* EXTRAIT FOURNI:
Si rien de tout ce que nous avons vu n’explique le recours à Senneton, l’extrême rareté des exemplaires, en revanche, signale soit un petit tirage pour une édition à l’essai, hypothèse contredite tant par l’adresse liminaire au peuple français que par la perfection matérielle de l’impression, soit une destruction qu’on pourrait mettre au compte du pillage du fonds des Senneton durant l’exil de Claude, si le stock avait pris le chemin de Lyon69, voire, beaucoup plus tard pendant les troubles de la Ligue, de la maison de Pasquier. Mais on peut aussi imaginer que l’auteur, propriétaire de ce stock entreposé chez lui, l’ait lui-même fait disparaître avant commercialisation ou distribution : au moins l’un des trois70 exemplaires connus aujourd’hui n’est en tout cas jamais passé par un étal. Car quand Pasquier remanie à la fin de sa vie ses Recherches, il précise au début du chapitre Admirauté, Eaux et Forests du livre II, que « ce second livre fut premierement imprimé en l’an 1567. depuis augmenté selon la diversité des impressions, et maintenant en cette année 1615 d[‘un] nouvel appentis » 71. Au format d’un tout petit in-octavo, l’édition orléanaise de Pierre Trepperelde 1567 avait été imprimée sur du papier médiocre et reprenait les liminaires des éditions précédentes72. En certifiant originale cette édition peu glorieuse, l’octogénaire ou ses héritiers falsifiaient les faits et oblitéraient jusqu’au souvenir des amitiés lyonnaises et de l’édition Senneton.

* DONNÉES FOURNIES:
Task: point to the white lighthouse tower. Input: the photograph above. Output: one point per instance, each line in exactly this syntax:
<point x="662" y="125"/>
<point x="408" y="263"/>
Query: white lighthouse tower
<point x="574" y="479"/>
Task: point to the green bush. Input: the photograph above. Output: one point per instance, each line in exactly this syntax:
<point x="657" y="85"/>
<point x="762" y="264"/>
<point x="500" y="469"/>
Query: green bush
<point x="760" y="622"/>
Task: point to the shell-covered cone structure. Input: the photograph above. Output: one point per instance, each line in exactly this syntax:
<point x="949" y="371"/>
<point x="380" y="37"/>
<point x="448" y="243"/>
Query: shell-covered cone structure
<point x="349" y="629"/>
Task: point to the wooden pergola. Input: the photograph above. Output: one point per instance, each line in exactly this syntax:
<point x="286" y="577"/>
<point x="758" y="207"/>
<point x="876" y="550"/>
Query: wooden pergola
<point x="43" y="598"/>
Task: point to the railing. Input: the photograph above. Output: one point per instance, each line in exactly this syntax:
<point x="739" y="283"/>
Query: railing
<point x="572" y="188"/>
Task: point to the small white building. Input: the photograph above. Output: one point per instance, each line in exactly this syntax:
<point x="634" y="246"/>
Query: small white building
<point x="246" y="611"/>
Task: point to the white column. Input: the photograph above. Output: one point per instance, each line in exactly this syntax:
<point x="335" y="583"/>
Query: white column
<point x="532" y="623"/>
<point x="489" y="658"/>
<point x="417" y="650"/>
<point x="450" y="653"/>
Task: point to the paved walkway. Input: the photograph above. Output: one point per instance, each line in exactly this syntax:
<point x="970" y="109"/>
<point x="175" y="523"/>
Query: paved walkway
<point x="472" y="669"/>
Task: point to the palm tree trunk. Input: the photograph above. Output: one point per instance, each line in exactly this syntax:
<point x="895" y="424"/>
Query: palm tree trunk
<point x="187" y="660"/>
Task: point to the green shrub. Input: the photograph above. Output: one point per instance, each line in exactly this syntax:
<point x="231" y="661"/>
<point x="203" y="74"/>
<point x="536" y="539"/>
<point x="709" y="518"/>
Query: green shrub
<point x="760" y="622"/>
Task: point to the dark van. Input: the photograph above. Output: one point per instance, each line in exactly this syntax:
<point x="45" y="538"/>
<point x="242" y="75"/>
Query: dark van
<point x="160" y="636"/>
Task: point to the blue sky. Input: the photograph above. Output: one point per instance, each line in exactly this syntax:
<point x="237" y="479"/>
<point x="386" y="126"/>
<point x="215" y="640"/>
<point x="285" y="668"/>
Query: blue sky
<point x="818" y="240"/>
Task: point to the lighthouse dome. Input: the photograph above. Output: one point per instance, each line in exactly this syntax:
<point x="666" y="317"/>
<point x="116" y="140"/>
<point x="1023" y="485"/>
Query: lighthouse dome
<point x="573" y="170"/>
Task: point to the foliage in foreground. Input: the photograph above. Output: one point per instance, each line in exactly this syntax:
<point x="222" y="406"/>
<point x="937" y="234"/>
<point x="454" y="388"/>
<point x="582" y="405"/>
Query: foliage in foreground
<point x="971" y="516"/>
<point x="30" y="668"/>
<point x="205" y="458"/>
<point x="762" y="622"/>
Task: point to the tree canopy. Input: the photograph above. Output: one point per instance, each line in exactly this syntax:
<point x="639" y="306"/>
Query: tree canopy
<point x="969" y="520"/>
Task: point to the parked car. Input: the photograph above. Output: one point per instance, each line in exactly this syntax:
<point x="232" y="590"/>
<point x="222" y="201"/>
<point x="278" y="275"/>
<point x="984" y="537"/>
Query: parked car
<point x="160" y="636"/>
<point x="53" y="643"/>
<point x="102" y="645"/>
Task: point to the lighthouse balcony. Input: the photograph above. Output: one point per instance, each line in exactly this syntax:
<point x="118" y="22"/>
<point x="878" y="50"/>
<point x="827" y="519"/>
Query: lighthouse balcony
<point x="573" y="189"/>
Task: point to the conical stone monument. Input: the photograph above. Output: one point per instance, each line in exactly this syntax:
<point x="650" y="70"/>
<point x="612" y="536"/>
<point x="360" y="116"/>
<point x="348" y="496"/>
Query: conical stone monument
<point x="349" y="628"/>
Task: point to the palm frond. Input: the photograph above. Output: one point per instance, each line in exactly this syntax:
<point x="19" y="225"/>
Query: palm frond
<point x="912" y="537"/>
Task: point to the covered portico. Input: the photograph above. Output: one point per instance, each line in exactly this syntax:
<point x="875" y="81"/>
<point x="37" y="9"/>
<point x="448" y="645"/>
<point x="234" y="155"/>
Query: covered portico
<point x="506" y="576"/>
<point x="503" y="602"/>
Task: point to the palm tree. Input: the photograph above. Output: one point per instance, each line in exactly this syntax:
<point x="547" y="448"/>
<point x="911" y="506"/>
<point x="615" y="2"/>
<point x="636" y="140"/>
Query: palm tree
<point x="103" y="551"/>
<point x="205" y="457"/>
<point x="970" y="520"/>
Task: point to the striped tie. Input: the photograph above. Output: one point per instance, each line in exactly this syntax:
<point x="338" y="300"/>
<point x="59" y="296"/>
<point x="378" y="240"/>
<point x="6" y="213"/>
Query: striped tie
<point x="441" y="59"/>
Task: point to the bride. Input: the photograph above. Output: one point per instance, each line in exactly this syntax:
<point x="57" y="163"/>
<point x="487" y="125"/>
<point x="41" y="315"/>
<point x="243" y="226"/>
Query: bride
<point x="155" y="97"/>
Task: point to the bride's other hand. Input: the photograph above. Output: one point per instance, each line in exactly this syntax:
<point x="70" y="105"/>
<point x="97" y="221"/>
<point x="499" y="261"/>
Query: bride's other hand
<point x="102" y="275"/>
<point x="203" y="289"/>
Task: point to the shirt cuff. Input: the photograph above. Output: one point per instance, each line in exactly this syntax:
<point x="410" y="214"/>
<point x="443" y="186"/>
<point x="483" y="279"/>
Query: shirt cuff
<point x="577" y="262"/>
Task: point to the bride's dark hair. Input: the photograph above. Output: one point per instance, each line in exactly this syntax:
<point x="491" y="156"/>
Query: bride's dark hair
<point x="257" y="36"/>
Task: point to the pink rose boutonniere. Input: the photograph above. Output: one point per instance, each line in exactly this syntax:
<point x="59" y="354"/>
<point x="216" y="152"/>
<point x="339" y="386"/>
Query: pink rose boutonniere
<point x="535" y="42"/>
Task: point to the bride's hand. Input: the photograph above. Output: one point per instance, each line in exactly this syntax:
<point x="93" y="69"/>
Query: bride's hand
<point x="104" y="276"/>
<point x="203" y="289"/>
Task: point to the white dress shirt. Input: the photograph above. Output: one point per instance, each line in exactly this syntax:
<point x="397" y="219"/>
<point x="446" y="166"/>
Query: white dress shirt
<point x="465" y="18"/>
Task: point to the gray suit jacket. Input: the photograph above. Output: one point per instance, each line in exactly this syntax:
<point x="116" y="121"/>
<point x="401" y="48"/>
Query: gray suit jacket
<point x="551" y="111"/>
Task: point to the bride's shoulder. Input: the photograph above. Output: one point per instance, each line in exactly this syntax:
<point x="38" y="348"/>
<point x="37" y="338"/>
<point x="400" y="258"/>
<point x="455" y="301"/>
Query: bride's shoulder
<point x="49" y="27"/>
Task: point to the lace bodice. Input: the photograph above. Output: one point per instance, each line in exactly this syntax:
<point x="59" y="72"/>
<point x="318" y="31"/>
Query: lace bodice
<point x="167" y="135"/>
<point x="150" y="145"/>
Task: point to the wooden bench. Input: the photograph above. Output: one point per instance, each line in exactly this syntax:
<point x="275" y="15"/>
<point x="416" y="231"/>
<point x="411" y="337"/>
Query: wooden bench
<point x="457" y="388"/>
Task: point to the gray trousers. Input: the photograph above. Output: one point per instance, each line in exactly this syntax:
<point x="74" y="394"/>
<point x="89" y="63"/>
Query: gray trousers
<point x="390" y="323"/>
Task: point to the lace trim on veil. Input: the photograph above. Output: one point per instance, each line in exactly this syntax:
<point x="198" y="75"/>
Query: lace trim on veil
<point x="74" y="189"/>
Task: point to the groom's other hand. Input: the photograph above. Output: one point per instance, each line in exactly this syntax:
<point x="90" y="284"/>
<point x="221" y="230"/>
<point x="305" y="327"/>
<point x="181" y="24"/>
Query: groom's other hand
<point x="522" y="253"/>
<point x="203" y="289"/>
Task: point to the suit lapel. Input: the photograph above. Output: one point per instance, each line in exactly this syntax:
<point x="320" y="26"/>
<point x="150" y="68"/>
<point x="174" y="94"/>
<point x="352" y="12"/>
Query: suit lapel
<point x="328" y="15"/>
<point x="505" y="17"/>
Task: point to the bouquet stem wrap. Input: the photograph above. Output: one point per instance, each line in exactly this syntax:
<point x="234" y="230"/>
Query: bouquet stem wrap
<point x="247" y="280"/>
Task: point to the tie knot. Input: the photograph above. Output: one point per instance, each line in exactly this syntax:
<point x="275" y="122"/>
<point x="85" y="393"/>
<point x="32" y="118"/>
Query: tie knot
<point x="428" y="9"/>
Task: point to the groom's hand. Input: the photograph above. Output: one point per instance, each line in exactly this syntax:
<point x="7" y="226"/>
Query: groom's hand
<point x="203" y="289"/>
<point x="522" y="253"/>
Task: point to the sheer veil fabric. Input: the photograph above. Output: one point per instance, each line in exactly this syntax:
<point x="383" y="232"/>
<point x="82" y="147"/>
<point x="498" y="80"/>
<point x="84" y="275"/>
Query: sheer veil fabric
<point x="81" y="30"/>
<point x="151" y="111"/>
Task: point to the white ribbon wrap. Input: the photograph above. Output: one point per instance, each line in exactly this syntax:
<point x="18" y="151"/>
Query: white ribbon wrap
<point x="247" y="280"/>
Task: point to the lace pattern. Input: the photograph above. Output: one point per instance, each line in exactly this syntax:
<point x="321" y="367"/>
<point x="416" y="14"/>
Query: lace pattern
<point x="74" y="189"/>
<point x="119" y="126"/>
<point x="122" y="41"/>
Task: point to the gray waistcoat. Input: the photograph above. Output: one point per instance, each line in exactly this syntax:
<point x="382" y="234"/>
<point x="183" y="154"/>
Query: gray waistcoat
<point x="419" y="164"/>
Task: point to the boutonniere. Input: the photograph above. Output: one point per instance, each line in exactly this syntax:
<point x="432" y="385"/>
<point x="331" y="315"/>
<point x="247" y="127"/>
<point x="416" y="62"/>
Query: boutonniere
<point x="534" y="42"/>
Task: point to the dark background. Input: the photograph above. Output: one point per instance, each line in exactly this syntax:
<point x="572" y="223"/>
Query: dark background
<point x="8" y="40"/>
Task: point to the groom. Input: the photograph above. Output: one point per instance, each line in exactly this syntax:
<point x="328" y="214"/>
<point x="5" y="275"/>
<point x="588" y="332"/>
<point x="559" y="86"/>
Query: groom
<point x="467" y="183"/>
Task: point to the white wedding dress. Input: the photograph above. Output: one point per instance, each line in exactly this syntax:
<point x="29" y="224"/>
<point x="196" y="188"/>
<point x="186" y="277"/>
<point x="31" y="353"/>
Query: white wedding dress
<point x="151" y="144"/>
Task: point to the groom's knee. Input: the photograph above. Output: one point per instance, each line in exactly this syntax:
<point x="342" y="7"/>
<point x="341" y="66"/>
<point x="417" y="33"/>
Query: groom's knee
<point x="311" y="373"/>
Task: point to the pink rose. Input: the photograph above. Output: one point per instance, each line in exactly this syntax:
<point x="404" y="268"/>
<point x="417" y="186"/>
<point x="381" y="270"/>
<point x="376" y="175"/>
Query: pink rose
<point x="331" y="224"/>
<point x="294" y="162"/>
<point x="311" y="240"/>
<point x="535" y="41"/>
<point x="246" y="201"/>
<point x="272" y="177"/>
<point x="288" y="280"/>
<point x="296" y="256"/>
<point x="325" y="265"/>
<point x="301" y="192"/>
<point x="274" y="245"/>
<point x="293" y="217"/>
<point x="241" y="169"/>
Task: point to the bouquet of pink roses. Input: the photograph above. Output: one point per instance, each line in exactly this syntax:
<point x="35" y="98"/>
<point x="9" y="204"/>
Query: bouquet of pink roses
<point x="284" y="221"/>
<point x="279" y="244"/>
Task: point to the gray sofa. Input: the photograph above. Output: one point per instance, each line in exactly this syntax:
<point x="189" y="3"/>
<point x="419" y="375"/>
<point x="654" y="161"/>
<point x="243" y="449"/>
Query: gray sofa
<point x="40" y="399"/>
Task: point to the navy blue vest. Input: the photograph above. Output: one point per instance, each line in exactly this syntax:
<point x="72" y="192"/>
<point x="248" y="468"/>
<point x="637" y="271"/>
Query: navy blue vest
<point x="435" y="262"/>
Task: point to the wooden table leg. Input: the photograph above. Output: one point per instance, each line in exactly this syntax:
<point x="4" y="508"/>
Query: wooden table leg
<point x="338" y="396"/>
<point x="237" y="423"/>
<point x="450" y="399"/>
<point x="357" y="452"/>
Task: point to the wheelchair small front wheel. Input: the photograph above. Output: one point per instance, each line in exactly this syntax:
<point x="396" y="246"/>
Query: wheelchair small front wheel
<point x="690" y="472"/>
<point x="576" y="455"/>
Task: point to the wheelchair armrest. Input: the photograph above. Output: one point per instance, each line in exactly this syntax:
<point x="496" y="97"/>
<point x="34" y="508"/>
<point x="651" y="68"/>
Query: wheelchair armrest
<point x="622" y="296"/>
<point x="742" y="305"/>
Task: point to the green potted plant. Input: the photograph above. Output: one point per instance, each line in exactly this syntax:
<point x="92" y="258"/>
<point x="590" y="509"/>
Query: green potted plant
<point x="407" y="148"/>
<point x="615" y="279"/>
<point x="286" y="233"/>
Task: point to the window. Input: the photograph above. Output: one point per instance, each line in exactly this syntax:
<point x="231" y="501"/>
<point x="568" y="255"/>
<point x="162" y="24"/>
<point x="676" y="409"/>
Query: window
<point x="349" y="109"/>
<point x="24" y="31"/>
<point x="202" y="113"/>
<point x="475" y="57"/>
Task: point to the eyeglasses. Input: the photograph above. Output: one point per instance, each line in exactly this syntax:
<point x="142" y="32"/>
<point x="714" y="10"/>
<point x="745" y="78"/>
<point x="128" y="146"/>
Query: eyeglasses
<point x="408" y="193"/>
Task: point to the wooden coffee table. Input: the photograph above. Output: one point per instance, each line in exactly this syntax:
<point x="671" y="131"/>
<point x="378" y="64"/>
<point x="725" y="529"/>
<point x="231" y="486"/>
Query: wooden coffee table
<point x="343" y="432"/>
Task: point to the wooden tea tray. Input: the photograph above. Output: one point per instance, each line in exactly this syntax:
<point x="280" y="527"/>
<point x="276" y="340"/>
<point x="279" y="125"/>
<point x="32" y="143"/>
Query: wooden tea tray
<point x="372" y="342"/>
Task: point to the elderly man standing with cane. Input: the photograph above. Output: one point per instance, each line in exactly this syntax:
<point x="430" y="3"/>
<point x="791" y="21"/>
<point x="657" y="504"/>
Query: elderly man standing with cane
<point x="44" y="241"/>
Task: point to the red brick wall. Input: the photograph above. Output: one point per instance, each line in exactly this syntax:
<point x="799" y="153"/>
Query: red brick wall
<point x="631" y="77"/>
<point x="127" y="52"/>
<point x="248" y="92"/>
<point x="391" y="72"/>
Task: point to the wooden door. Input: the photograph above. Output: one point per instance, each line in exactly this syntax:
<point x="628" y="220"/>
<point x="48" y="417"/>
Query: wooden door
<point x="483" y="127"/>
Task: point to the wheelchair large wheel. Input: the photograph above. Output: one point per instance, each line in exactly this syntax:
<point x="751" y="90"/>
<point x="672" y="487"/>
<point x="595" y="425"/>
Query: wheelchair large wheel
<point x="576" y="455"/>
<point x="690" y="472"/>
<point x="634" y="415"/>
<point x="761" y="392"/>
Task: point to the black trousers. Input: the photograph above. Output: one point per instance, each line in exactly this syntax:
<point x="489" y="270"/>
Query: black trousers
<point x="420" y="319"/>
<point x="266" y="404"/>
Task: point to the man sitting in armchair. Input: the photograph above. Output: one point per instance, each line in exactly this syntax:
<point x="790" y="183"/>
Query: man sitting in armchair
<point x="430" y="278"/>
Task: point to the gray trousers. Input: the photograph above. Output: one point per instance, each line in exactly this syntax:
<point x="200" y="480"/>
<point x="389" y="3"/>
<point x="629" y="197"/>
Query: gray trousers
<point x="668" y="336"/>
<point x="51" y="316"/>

* CONSIGNE DE TRAVAIL: D'après l'extrait, en quelle année Pasquier dit-il que le second livre de ses Recherches fut imprimé pour la première fois ? Appuyez-vous uniquement sur l'extrait pour répondre.

* CORRIGÉ DE L'EXERCICE: En 1567.